### THE TASK
Collect each line of the records containing the string "wing".

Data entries
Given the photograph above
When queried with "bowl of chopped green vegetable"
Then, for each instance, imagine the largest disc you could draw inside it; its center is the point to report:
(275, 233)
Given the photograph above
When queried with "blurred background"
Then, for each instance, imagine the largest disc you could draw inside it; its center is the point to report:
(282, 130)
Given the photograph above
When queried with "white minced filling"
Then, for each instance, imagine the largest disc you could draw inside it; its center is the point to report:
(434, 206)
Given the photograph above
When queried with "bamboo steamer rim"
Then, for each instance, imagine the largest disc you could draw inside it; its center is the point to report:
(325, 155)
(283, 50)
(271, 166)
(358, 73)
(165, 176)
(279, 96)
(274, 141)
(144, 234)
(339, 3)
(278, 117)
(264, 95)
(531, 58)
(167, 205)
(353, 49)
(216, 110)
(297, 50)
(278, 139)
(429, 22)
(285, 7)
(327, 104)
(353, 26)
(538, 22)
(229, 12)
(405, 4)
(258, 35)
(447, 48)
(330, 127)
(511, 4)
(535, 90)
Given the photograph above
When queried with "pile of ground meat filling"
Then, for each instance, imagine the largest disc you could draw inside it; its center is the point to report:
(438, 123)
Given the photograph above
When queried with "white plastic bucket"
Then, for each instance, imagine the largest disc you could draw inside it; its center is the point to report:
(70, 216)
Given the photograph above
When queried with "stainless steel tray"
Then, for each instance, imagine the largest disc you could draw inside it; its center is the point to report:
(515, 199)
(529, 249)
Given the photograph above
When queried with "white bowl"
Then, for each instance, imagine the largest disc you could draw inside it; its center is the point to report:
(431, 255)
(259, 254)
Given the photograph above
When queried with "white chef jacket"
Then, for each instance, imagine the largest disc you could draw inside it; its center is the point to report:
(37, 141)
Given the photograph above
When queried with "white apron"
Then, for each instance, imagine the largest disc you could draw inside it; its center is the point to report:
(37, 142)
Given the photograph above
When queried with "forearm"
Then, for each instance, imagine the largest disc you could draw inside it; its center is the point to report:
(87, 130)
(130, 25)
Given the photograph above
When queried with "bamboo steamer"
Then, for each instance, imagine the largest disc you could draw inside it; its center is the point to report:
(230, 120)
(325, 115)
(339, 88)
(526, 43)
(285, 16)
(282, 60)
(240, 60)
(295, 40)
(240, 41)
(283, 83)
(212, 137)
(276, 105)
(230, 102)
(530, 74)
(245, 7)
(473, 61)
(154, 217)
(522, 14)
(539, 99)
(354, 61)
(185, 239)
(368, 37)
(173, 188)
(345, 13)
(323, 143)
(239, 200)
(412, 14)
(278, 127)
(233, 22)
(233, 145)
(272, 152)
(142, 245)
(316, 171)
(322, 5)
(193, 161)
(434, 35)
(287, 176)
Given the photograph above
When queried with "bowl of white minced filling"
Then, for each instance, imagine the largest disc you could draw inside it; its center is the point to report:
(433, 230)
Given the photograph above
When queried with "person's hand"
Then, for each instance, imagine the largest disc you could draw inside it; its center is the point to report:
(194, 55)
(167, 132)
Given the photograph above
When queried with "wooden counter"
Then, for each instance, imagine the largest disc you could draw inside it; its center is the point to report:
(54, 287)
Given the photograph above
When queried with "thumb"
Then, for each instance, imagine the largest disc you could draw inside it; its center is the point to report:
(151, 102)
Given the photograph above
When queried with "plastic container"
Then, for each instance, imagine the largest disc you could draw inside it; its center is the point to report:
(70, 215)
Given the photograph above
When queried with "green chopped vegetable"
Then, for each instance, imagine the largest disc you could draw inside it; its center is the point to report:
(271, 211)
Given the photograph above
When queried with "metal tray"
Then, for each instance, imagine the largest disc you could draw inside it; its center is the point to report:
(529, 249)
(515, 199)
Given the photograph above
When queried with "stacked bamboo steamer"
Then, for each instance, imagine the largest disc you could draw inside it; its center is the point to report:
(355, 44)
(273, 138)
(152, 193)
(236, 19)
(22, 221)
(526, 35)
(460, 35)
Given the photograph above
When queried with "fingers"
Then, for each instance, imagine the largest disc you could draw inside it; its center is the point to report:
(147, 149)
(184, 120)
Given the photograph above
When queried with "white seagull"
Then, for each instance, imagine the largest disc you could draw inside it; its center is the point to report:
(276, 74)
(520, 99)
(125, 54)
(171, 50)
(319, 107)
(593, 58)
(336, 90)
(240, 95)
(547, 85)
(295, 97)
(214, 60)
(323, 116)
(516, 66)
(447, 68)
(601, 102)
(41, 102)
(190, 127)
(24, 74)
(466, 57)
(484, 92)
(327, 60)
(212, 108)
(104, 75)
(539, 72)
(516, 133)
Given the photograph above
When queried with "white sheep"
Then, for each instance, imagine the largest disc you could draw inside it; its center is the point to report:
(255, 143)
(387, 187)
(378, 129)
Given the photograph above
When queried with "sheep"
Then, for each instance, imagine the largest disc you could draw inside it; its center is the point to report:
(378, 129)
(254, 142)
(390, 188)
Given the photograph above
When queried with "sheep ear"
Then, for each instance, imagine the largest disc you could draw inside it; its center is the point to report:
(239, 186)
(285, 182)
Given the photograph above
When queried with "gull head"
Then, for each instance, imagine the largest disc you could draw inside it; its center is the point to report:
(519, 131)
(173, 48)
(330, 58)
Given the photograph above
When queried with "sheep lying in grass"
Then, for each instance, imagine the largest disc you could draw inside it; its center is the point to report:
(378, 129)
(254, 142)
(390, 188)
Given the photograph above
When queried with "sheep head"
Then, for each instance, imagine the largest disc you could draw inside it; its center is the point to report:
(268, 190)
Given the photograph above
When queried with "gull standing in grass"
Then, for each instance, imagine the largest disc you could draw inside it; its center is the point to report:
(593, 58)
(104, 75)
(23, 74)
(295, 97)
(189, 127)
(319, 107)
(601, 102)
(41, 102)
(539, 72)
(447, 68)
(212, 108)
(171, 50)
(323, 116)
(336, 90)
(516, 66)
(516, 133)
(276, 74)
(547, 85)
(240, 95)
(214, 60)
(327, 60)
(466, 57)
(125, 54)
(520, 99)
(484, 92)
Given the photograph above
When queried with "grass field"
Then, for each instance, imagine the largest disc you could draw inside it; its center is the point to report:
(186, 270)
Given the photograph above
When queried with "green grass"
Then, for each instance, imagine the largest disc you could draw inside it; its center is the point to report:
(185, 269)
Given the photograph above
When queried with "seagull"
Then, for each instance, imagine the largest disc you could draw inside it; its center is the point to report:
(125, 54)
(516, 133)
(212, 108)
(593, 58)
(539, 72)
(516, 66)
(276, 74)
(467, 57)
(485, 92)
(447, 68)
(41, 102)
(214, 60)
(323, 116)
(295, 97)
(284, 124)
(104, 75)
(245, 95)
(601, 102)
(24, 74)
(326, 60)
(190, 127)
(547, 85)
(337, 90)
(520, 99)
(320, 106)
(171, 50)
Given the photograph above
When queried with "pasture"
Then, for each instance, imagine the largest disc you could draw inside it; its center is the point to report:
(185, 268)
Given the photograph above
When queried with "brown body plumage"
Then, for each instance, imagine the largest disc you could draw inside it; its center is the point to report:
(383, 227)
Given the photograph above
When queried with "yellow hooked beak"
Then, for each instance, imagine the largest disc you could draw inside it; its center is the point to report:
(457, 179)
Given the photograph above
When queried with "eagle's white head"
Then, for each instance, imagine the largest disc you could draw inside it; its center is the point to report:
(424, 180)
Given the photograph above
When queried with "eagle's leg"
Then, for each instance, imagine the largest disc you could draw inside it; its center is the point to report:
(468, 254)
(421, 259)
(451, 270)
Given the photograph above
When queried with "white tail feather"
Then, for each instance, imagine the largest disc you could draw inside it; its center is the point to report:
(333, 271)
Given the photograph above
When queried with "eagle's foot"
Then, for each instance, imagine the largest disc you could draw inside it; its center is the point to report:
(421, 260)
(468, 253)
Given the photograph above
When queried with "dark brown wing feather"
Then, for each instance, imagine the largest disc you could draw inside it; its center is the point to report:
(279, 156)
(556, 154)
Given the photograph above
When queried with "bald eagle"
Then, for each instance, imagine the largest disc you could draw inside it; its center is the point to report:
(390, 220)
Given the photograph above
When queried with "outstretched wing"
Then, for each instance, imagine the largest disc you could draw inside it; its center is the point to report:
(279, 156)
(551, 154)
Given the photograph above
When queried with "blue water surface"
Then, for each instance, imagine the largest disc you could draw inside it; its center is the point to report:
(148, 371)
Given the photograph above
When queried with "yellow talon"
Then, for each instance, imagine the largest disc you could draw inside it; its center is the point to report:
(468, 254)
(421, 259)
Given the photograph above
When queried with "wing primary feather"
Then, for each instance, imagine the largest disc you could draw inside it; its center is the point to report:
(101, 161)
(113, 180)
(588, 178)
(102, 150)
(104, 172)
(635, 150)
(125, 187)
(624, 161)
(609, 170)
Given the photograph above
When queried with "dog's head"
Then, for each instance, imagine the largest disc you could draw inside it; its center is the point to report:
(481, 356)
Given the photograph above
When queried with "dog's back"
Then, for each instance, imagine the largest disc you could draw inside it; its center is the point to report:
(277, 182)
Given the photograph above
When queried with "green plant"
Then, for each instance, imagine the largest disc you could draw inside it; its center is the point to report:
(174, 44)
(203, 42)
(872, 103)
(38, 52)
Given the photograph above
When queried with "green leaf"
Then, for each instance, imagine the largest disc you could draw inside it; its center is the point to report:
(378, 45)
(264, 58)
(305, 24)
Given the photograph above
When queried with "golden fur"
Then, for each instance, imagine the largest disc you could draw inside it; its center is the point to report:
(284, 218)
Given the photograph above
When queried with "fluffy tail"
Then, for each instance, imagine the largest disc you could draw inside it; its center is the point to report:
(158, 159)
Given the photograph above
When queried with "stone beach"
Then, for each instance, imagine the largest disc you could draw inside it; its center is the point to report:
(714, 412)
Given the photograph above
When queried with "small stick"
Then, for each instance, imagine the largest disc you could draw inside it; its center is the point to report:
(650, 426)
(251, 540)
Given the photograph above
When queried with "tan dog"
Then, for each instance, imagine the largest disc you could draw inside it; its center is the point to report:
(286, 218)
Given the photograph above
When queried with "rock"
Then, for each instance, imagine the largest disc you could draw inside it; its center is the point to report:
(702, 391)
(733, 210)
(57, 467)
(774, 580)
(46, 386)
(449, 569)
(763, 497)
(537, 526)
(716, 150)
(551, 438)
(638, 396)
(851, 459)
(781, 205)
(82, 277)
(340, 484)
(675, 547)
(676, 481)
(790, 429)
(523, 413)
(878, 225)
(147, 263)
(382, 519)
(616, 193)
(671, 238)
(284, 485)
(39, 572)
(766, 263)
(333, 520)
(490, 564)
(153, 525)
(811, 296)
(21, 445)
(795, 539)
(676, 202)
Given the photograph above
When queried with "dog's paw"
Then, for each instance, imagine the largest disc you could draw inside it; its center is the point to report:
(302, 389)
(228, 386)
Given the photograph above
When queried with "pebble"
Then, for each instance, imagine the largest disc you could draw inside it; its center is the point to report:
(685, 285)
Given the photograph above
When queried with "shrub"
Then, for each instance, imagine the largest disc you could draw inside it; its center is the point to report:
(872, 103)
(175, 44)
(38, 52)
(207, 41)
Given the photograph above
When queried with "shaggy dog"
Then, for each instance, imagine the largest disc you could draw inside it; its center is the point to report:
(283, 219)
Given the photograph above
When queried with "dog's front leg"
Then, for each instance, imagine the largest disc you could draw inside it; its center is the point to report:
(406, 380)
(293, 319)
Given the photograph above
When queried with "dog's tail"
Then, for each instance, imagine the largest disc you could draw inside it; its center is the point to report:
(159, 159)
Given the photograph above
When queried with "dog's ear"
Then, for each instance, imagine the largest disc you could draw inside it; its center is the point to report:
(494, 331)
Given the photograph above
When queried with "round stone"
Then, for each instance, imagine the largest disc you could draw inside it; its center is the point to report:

### TASK RESULT
When queried with "dark brown wing feather"
When queried with "outstretched wing"
When queried with "wing primary feather"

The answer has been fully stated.